■ Required work: When you return the material, keep every line exactly as it is and omit the pictures.
### Data for this task ###
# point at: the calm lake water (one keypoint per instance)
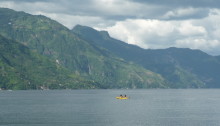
(158, 107)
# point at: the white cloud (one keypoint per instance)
(144, 23)
(188, 29)
(195, 33)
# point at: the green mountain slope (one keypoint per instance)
(51, 39)
(182, 68)
(20, 68)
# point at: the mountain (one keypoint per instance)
(20, 68)
(182, 68)
(48, 38)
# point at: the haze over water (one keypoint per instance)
(157, 107)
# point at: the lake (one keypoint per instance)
(151, 107)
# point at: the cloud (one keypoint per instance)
(195, 34)
(147, 23)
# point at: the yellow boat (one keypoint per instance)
(121, 97)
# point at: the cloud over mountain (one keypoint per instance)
(146, 23)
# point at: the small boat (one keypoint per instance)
(121, 97)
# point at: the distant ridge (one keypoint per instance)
(96, 66)
(182, 67)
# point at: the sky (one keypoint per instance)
(150, 24)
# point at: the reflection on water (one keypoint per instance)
(167, 107)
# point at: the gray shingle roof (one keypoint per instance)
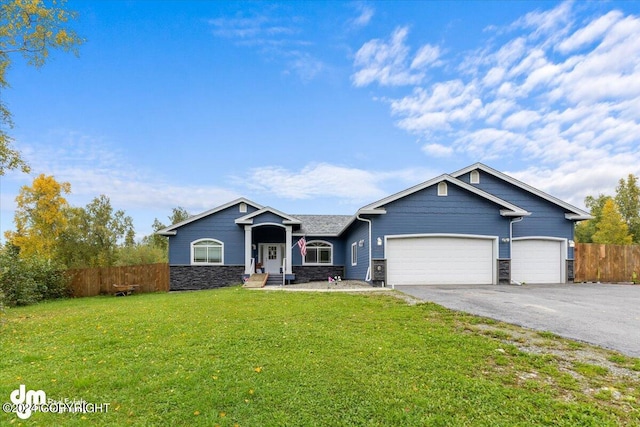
(322, 224)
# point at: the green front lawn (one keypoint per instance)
(251, 358)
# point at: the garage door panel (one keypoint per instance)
(537, 261)
(440, 261)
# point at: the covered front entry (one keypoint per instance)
(441, 260)
(270, 255)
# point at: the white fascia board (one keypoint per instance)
(575, 217)
(506, 212)
(171, 230)
(379, 211)
(248, 219)
(375, 208)
(481, 166)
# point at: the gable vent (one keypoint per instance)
(442, 189)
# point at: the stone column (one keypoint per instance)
(287, 251)
(247, 250)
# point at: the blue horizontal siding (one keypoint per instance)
(338, 249)
(546, 219)
(423, 212)
(359, 230)
(220, 226)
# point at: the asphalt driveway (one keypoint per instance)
(602, 314)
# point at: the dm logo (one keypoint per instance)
(26, 401)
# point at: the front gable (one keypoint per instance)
(550, 216)
(430, 210)
(517, 192)
(267, 215)
(217, 224)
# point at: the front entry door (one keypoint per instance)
(272, 257)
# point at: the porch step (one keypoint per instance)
(256, 281)
(274, 279)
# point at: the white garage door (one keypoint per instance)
(429, 260)
(537, 261)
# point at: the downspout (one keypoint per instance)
(511, 241)
(367, 277)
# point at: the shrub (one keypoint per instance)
(27, 281)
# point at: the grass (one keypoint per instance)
(250, 358)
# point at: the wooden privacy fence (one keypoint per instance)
(606, 263)
(87, 282)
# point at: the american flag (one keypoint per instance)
(302, 243)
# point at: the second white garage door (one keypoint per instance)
(537, 261)
(440, 260)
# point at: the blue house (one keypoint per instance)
(473, 226)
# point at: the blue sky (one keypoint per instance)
(324, 107)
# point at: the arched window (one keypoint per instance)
(442, 189)
(318, 252)
(207, 251)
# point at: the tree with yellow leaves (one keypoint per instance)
(612, 229)
(30, 28)
(40, 217)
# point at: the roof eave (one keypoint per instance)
(577, 217)
(378, 211)
(515, 214)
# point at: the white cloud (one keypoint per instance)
(552, 89)
(92, 167)
(428, 55)
(366, 13)
(590, 33)
(316, 180)
(389, 63)
(437, 150)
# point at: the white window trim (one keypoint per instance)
(207, 263)
(311, 242)
(442, 188)
(354, 253)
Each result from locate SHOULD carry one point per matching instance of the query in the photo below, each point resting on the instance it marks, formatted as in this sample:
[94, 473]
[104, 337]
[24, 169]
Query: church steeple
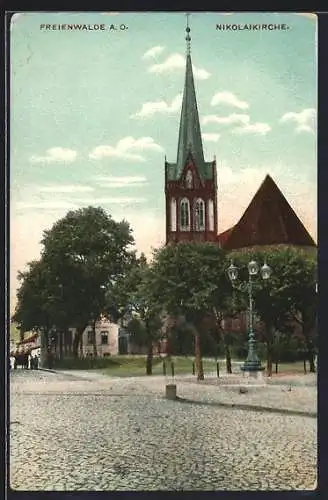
[190, 182]
[190, 140]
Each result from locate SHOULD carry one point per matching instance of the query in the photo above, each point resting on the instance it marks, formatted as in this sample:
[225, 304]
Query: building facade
[192, 207]
[191, 194]
[107, 339]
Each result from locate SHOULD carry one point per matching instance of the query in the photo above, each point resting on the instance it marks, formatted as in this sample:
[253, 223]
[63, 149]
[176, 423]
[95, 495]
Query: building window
[210, 215]
[199, 215]
[184, 215]
[104, 339]
[173, 214]
[189, 180]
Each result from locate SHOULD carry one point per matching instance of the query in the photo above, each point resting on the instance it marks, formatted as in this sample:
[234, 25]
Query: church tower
[190, 183]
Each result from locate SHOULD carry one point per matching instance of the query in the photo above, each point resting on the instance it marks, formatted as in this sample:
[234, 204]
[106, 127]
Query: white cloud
[305, 120]
[211, 137]
[120, 182]
[45, 205]
[125, 148]
[245, 127]
[123, 200]
[226, 120]
[228, 98]
[65, 189]
[253, 128]
[177, 61]
[150, 108]
[153, 52]
[57, 154]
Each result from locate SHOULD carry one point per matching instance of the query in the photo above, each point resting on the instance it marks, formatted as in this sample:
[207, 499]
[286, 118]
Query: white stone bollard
[171, 391]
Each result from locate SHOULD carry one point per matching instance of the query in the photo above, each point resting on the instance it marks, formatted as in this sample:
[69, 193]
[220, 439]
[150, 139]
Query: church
[191, 194]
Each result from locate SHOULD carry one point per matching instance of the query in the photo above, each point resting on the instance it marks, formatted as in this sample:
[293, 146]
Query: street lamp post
[252, 365]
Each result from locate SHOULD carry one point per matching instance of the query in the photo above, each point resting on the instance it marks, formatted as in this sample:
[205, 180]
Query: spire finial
[188, 38]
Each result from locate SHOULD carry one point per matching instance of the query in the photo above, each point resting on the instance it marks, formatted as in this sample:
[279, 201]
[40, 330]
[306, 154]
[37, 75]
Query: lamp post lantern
[252, 364]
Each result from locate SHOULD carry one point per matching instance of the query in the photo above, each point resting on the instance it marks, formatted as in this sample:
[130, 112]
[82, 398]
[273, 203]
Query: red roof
[268, 220]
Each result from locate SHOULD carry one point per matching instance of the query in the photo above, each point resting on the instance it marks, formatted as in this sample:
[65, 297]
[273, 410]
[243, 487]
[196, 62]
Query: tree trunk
[149, 363]
[269, 357]
[61, 334]
[310, 356]
[94, 339]
[78, 341]
[269, 330]
[198, 356]
[228, 357]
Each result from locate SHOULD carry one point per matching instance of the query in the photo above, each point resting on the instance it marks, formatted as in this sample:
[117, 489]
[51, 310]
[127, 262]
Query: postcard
[163, 251]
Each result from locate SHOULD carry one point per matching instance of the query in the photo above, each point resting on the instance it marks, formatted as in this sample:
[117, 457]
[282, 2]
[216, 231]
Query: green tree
[147, 323]
[188, 280]
[84, 254]
[286, 296]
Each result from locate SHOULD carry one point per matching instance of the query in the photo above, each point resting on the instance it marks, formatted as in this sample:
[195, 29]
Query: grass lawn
[131, 366]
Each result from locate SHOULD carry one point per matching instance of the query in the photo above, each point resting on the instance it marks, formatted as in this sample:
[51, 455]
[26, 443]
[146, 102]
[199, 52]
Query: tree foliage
[289, 296]
[84, 255]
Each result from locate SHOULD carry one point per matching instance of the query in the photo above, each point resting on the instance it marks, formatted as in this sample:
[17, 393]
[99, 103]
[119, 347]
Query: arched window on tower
[210, 215]
[189, 180]
[184, 215]
[199, 215]
[173, 214]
###
■ Your response:
# point at: the calm lake water (one keypoint per instance)
(158, 107)
# point at: the white cloud (one keypoint per instance)
(144, 23)
(188, 29)
(195, 33)
# point at: the green mountain slope (one keypoint per instance)
(51, 39)
(182, 68)
(20, 68)
# point at: the mountain (one keypoint per instance)
(20, 68)
(182, 68)
(48, 38)
# point at: the haze over water (one keypoint per instance)
(157, 107)
# point at: the lake (one keypoint per instance)
(151, 107)
# point at: the cloud (one keypoint per instance)
(195, 34)
(147, 23)
# point at: the yellow boat (one keypoint per instance)
(121, 97)
# point at: the cloud over mountain (one keypoint per instance)
(146, 23)
# point at: the small boat (one keypoint per instance)
(121, 97)
# point at: the distant ridge (one keypoint per instance)
(96, 66)
(182, 67)
# point at: the sky (one keypoint per instance)
(150, 24)
# point at: the reflection on water (one keypoint per instance)
(167, 107)
# point at: the gray shingle roof (one keypoint per instance)
(322, 224)
# point at: the green front lawn (one keypoint per instance)
(251, 358)
# point at: the garage door panel (one keypoint per instance)
(537, 261)
(440, 261)
# point at: the covered front entry (one keypoint per instance)
(441, 260)
(270, 255)
# point at: the white fascia board (one keypoint per instance)
(575, 217)
(506, 212)
(171, 230)
(379, 211)
(248, 219)
(375, 208)
(481, 166)
# point at: the gable vent (one keypoint per instance)
(442, 189)
# point at: the stone column (one keypoint per instance)
(287, 251)
(247, 250)
# point at: the blue horizontal siding (one keypoint per instance)
(338, 249)
(546, 219)
(423, 212)
(359, 230)
(220, 226)
# point at: the asphalt driveway (one keypoint per instance)
(602, 314)
# point at: the dm logo (one keypoint per instance)
(26, 401)
# point at: the front gable (one keypoint per instance)
(550, 216)
(430, 210)
(517, 192)
(267, 215)
(217, 224)
# point at: the front entry door (one keypoint per instance)
(272, 257)
# point at: the porch step (one keypoint per instance)
(256, 281)
(274, 279)
# point at: the white garage door (one keypoint per instance)
(429, 260)
(537, 261)
# point at: the downspout (one keypoint per instance)
(511, 241)
(367, 277)
# point at: the shrub (one keypoint per instance)
(27, 281)
# point at: the grass (one keypoint per instance)
(250, 358)
# point at: the wooden privacy fence (one keypoint per instance)
(606, 263)
(87, 282)
# point at: the american flag (one keypoint per instance)
(302, 243)
# point at: the second white garage door (one keypoint per instance)
(537, 261)
(440, 260)
# point at: the blue house (one keypoint per instance)
(473, 226)
# point at: the blue sky (one keypoint per instance)
(324, 107)
# point at: the arched window (one keypoint per instance)
(442, 189)
(318, 252)
(207, 251)
# point at: the tree with yellow leaves (one keypoint per instance)
(612, 229)
(30, 28)
(40, 217)
# point at: the roof eave (one keypoint per instance)
(577, 217)
(378, 211)
(515, 214)
# point at: the white cloud (one keypoint per instance)
(552, 89)
(92, 167)
(428, 55)
(366, 13)
(590, 33)
(316, 180)
(389, 63)
(437, 150)
# point at: the white window trim (one keypoint per instance)
(207, 263)
(311, 242)
(442, 188)
(354, 253)
Each result from locate SHOULD carry one point per matching instance of the query in the photo below, each point resting on the instance it marks, formatted as in this sample:
[94, 473]
[104, 337]
[24, 169]
Query: church steeple
[190, 182]
[190, 140]
Each result from locate SHOULD carry one point per matching instance of the query in the photo above, each point resting on the instance it marks, formatted as in this sample:
[225, 304]
Query: building facade
[192, 207]
[191, 194]
[107, 339]
Each result from locate SHOULD carry one point per matching instance of the query in the photo above, each point resting on the instance it marks, formatted as in this sample:
[253, 223]
[63, 149]
[176, 423]
[95, 495]
Query: building window
[210, 215]
[199, 215]
[184, 215]
[104, 339]
[173, 214]
[189, 180]
Each result from locate SHOULD carry one point per matching instance of the query in the photo above, each point resting on the instance it marks, formatted as in this sample:
[234, 25]
Query: church tower
[190, 183]
Each result from locate SHOULD carry one point per matching instance of the query in the photo above, each point resting on the instance it marks, formatted as in this sample:
[234, 204]
[106, 127]
Query: white cloud
[305, 120]
[211, 137]
[120, 182]
[45, 205]
[125, 148]
[245, 127]
[123, 200]
[226, 120]
[228, 98]
[65, 189]
[253, 128]
[177, 61]
[150, 108]
[153, 52]
[57, 154]
Each result from locate SHOULD carry one point per matching instance of the query in the photo above, each point resting on the instance it marks, formatted as in this sample:
[207, 499]
[286, 118]
Query: white stone bollard
[171, 391]
Each result from locate SHOULD carry one point per matching instance of the query in the photo above, each point resting on the instance it marks, formatted as in this sample:
[69, 193]
[220, 439]
[150, 139]
Query: church
[191, 194]
Each result from locate SHOULD carry one point per matching instance of the query in the photo above, each point resting on the instance it marks, formatted as in this sample:
[293, 146]
Query: street lamp post
[252, 365]
Each result from locate SHOULD carry one point per matching instance of the query in the photo above, each point resting on the instance it marks, formatted as in this sample:
[205, 180]
Query: spire finial
[188, 38]
Each result from locate SHOULD carry one point per matching instance of the query in the photo above, each point resting on the instance it marks, formatted as in this sample:
[279, 201]
[40, 330]
[306, 154]
[37, 75]
Query: lamp post lantern
[252, 364]
Each result from locate SHOULD carry one point per matching instance of the query in the photo above, each point resting on the instance it marks, formatted as in this sample:
[130, 112]
[82, 398]
[273, 203]
Query: red roof
[268, 220]
Each result from locate SHOULD carry one point per matching instance of the query in the photo above, each point resting on the instance it marks, formatted as in this sample:
[65, 297]
[273, 410]
[243, 487]
[196, 62]
Query: tree trunk
[149, 363]
[269, 357]
[61, 334]
[310, 356]
[94, 339]
[78, 341]
[269, 330]
[198, 356]
[228, 357]
Each result from locate SHOULD carry one point per matching instance of the query in the photo above, each point resting on the instance it marks, formatted as in this sample:
[117, 489]
[51, 310]
[127, 262]
Query: postcard
[163, 251]
Each result from locate SHOULD carry one point per matching instance of the query in the photo above, each point resting on the instance it marks, formatted as in this sample:
[117, 457]
[282, 2]
[216, 231]
Query: green tree
[147, 323]
[188, 280]
[84, 254]
[286, 296]
Each result from locate SHOULD carry one point per matching instance of the query in the photo above, each point resting on the instance it marks, formatted as in this sample:
[195, 29]
Query: grass lawn
[131, 366]
Each result from locate SHOULD carry one point per matching instance of the query in the photo above, each point resting on the instance it marks, formatted as in this sample:
[51, 455]
[26, 443]
[146, 102]
[199, 52]
Query: tree foliage
[289, 296]
[84, 255]
Each result from locate SHOULD carry one point per matching instance of the query in the photo above, each point resting on the instance it marks, formatted as in this sample:
[17, 393]
[99, 103]
[119, 347]
Query: arched window on tower
[210, 215]
[189, 180]
[184, 215]
[199, 215]
[173, 214]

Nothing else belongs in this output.